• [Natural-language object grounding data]
════════════════

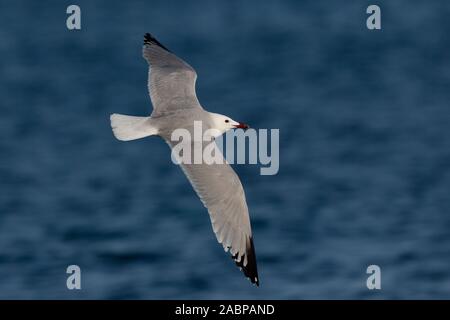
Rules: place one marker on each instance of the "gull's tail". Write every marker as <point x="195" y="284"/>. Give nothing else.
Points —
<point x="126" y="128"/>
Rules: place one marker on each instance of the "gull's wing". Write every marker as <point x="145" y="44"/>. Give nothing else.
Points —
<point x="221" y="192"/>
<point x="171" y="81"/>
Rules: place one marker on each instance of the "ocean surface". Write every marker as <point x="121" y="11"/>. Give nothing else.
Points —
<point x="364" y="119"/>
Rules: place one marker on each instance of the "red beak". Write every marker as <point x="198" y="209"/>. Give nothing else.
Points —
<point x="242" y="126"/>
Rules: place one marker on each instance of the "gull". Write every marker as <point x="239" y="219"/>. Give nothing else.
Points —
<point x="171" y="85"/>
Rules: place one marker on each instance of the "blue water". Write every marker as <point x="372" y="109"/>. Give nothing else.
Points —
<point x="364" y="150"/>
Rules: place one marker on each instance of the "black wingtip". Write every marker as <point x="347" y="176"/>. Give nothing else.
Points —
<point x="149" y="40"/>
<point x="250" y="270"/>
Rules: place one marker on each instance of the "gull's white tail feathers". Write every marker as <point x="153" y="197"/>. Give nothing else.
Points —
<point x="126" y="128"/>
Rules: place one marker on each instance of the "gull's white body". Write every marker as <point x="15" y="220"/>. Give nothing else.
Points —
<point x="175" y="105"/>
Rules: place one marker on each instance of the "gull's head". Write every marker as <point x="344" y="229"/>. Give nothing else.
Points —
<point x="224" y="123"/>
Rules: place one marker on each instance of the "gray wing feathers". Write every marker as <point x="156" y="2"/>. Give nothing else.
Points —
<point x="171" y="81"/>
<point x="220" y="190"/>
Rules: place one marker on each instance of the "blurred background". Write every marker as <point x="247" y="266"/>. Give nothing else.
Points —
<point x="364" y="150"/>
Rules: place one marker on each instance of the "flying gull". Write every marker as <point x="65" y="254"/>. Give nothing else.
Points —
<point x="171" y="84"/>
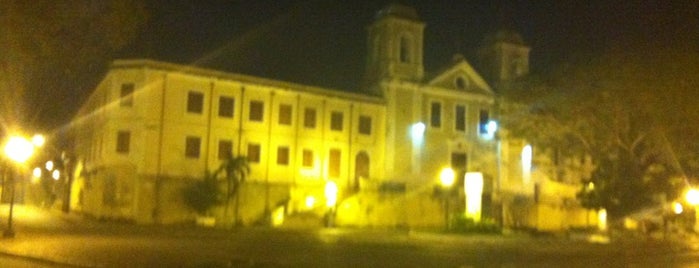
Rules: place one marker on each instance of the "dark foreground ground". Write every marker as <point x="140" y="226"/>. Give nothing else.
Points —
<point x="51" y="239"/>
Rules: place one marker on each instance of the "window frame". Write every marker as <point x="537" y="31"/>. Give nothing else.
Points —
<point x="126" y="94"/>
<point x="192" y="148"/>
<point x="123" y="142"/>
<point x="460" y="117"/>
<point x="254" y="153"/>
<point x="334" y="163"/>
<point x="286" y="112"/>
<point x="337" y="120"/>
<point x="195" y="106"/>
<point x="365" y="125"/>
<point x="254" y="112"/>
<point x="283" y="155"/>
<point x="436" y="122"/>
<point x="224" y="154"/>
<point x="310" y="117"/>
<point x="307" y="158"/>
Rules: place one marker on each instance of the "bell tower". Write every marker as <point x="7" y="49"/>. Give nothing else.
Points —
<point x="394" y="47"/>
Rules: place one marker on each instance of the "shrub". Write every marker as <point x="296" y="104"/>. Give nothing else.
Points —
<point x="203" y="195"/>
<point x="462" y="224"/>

════════════════

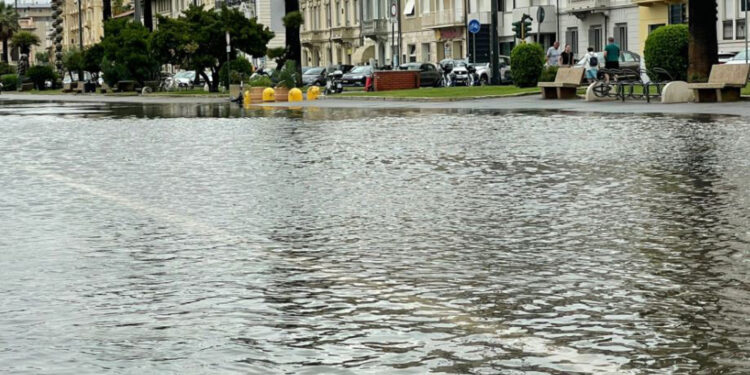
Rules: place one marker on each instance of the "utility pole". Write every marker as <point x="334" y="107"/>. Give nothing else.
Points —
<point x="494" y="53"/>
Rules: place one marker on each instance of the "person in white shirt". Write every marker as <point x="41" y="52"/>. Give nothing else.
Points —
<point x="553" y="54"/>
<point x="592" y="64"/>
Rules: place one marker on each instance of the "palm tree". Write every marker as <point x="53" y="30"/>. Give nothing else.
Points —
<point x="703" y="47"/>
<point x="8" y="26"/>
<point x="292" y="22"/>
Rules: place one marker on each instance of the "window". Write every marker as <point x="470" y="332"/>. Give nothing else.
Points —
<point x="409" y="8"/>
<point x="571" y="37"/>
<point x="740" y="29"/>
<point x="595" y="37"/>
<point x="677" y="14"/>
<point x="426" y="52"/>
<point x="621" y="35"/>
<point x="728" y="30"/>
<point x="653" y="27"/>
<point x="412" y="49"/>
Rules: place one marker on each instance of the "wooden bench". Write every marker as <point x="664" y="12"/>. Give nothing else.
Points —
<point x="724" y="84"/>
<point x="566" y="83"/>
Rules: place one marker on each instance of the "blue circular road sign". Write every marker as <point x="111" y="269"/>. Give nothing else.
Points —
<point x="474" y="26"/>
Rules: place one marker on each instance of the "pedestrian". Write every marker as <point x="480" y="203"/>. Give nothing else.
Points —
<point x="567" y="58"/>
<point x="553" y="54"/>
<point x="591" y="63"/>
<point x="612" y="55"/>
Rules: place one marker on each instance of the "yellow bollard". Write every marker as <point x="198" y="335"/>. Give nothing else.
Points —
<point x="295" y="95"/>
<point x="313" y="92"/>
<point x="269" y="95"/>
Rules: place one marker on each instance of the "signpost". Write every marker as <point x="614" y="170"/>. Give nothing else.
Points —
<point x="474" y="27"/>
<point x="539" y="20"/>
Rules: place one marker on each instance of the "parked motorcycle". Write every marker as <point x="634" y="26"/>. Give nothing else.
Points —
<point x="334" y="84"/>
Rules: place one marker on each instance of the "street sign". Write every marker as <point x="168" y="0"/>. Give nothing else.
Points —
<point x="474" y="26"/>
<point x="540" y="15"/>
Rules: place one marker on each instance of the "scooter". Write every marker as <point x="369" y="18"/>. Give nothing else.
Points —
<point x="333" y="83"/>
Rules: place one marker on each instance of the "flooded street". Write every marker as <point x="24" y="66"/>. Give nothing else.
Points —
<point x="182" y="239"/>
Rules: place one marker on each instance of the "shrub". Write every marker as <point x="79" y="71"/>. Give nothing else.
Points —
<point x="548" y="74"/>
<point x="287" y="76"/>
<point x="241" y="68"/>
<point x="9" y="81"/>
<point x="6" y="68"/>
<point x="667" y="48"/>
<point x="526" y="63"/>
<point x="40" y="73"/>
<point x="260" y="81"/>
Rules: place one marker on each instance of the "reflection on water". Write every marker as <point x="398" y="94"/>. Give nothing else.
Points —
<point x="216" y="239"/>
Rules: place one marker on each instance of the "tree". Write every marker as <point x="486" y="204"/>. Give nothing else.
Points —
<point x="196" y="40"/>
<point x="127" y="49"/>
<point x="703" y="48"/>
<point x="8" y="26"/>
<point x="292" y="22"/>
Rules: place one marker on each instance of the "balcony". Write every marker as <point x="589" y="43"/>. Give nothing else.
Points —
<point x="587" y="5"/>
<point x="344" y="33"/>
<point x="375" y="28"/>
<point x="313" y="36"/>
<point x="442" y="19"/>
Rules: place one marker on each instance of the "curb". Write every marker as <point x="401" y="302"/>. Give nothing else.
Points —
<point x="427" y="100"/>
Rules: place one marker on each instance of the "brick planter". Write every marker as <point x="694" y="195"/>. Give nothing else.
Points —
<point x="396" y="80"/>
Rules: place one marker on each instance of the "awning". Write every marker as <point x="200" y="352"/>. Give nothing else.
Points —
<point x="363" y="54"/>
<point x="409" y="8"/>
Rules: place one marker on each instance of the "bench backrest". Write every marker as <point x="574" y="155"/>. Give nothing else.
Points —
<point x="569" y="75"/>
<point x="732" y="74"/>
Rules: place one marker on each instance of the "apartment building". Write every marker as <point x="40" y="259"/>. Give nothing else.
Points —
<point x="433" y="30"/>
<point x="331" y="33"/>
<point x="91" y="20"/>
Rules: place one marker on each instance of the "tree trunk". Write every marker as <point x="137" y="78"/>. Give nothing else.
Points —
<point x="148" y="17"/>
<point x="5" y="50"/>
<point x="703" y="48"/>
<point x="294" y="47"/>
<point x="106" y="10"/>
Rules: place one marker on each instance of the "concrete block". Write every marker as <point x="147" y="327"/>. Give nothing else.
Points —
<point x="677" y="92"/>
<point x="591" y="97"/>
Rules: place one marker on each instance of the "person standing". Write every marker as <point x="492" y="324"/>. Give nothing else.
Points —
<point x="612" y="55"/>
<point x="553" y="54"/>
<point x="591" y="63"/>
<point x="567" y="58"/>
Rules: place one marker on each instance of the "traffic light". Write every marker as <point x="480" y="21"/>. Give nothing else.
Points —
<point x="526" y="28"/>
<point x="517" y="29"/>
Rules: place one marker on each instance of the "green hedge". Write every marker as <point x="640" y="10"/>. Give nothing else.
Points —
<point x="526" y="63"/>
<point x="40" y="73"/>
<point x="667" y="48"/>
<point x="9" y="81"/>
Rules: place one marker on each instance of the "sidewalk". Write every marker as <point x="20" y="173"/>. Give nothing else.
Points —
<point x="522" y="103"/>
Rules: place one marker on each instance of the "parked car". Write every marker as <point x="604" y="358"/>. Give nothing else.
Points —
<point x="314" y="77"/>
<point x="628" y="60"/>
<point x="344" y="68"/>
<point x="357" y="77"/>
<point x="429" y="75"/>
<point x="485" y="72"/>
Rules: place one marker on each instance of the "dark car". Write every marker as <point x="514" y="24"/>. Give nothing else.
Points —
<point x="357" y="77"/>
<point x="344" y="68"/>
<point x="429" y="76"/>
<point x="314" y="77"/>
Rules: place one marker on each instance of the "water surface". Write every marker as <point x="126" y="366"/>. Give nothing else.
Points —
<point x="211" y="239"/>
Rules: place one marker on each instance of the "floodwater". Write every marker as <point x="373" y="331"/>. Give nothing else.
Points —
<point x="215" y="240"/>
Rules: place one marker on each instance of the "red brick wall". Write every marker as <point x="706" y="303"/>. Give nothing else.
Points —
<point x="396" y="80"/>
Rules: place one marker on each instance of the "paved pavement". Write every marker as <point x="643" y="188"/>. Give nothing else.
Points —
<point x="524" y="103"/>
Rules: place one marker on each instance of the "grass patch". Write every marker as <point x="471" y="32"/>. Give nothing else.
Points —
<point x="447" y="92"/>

════════════════

• [Prompt]
Take the entries above and copy out all lines with the string "blue".

• [Task answer]
Rules: place one marker on each instance of the "blue water". Write every marker as <point x="372" y="109"/>. Give nothing else.
Rules: place one marker on each instance of the "blue circular road sign". Write every marker as <point x="111" y="269"/>. Give nothing else.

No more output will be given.